# [Task details]
Tally the lines below that contain the string "jacket", treating uppercase and lowercase as different. Give only the number.

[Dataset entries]
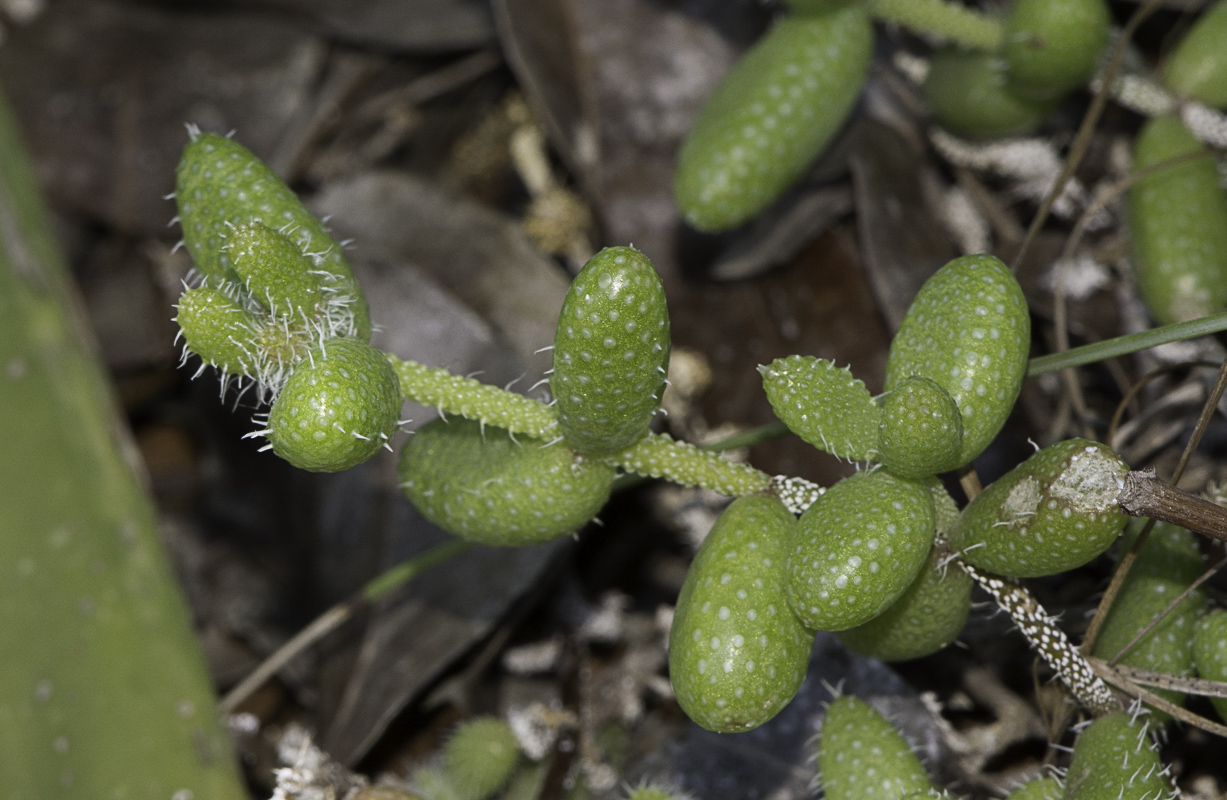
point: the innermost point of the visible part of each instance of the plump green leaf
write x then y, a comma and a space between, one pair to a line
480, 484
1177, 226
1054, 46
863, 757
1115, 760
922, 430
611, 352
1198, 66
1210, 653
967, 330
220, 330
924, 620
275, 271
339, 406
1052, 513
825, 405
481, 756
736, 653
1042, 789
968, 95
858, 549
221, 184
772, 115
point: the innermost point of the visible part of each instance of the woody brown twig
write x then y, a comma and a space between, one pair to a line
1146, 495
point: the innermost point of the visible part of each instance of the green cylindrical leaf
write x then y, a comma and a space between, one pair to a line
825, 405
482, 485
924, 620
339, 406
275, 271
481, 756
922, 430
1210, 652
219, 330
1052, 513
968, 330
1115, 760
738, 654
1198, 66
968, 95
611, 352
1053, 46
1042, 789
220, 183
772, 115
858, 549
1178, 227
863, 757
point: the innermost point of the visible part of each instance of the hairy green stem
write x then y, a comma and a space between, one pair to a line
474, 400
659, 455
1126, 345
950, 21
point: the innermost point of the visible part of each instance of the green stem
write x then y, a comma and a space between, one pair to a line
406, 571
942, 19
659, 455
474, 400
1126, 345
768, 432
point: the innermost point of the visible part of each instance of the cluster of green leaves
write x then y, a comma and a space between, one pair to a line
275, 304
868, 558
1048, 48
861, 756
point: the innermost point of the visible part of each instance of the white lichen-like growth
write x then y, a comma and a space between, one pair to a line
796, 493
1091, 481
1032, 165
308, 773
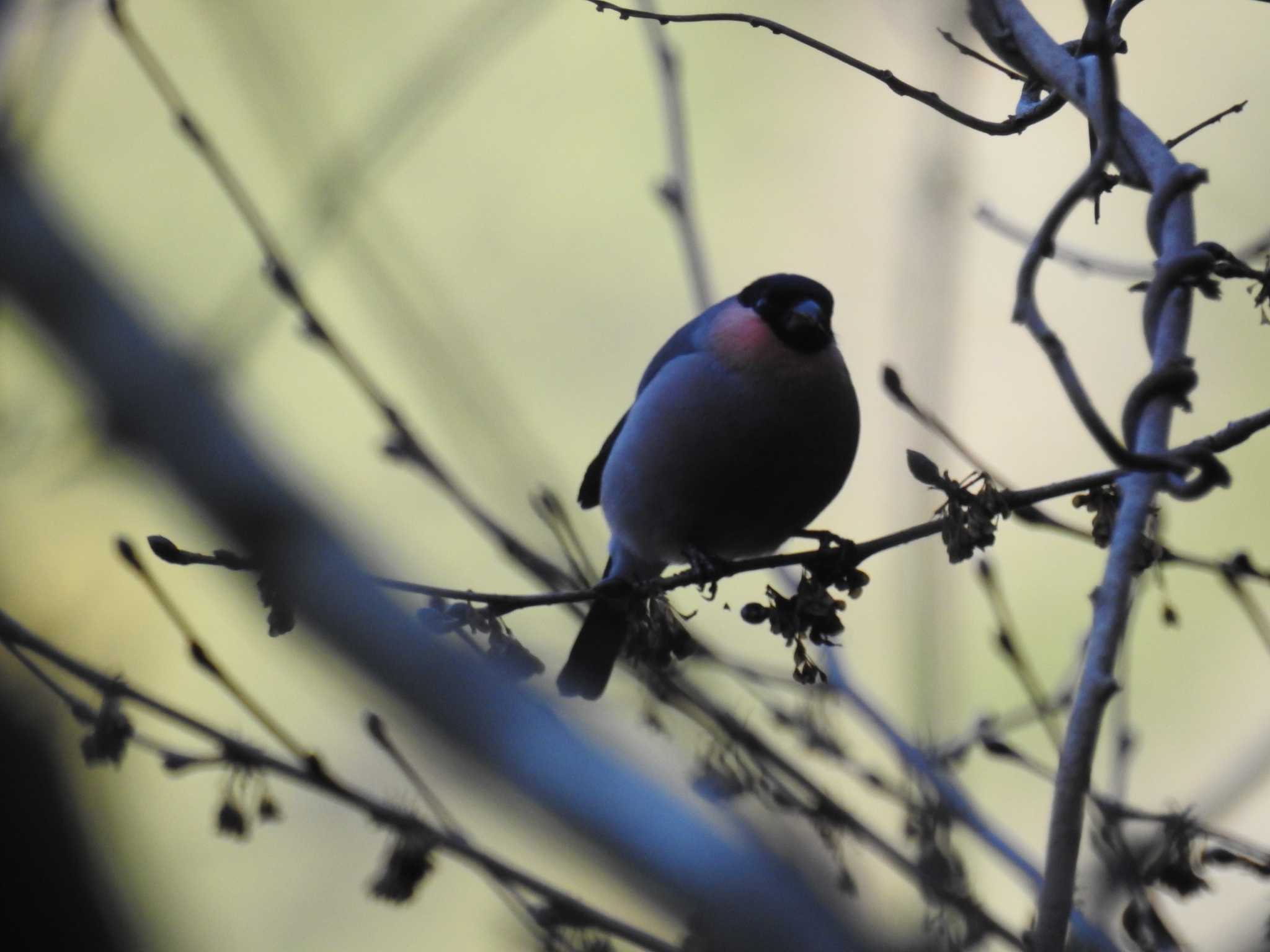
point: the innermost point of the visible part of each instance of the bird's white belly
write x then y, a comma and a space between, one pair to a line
--
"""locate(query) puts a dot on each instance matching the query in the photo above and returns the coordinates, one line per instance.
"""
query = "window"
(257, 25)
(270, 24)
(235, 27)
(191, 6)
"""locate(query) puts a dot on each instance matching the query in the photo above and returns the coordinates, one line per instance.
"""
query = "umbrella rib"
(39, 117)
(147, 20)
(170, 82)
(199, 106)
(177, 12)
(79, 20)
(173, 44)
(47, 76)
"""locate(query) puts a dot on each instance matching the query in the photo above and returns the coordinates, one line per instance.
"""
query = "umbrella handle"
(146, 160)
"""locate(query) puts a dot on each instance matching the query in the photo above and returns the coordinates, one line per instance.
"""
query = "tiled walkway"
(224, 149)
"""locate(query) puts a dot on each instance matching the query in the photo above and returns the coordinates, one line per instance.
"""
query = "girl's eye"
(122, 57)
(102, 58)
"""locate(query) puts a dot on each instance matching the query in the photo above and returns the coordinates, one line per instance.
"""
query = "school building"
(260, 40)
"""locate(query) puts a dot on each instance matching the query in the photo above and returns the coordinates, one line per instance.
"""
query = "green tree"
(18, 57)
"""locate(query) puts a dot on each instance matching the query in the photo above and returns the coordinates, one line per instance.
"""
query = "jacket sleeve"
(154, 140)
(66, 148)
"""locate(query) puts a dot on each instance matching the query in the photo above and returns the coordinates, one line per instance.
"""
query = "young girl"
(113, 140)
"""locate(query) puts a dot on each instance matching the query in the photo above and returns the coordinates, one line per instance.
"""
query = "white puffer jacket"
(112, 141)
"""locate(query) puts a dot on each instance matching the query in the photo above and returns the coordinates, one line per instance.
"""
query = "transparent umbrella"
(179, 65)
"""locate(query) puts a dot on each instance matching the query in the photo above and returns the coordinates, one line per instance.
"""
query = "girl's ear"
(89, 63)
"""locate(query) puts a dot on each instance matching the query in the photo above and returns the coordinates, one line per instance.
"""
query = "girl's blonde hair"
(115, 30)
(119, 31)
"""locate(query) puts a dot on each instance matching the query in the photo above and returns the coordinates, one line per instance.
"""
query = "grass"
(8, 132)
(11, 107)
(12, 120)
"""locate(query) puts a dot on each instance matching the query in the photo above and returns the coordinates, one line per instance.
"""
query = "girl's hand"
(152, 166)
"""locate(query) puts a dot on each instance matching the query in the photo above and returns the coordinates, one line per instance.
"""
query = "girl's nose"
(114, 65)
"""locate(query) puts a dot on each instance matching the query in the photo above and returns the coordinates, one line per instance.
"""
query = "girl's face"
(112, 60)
--
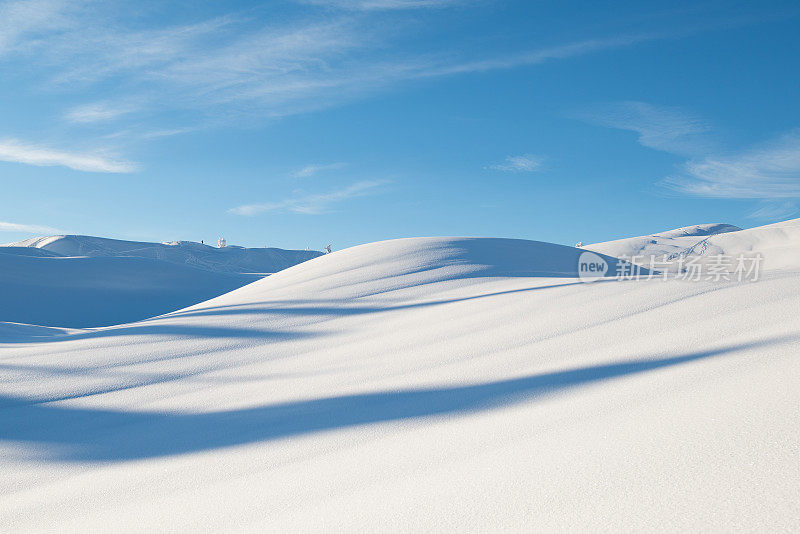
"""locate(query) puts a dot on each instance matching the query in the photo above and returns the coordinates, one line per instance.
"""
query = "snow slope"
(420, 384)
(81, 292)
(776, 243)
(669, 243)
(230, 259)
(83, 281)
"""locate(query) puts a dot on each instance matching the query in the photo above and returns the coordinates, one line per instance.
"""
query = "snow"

# [The output]
2